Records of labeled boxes
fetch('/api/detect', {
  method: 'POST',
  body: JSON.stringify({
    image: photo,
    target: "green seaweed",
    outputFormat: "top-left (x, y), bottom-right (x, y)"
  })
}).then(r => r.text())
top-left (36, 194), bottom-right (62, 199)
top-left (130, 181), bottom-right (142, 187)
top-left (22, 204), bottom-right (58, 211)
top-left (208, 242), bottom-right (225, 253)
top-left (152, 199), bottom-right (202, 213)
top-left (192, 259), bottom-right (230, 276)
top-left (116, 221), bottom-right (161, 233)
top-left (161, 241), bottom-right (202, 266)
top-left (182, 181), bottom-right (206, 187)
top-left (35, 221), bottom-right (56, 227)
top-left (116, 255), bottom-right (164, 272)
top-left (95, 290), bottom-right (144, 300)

* Set problem: Reproduce every line of the records above, request lines included, but multiply each coordinate in the answers by 1.2 and round it to a whole number, with halves rounded up.

* Full response:
fetch('/api/detect', {
  method: 'POST',
  body: JSON.stringify({
    image: photo,
    target: "green seaweed",
    outputFormat: "top-left (x, y), bottom-right (x, y)"
  })
}).then(r => r.text())
top-left (43, 233), bottom-right (74, 239)
top-left (156, 217), bottom-right (170, 224)
top-left (26, 245), bottom-right (70, 253)
top-left (250, 290), bottom-right (270, 304)
top-left (182, 239), bottom-right (242, 256)
top-left (230, 311), bottom-right (276, 331)
top-left (139, 265), bottom-right (193, 280)
top-left (193, 289), bottom-right (242, 319)
top-left (218, 217), bottom-right (247, 224)
top-left (42, 265), bottom-right (67, 272)
top-left (139, 306), bottom-right (197, 326)
top-left (114, 348), bottom-right (173, 360)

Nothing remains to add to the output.